### Supplied material
-=-=-
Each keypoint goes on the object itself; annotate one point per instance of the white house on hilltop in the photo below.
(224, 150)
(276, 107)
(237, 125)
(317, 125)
-=-=-
Reproduce the items above, substituting "hillside" for "hilltop" and leaving everything else unchanged.

Each keypoint goes on the object itself; annotate one point per instance of the white house on hillside in the photo below.
(224, 150)
(276, 107)
(237, 125)
(317, 125)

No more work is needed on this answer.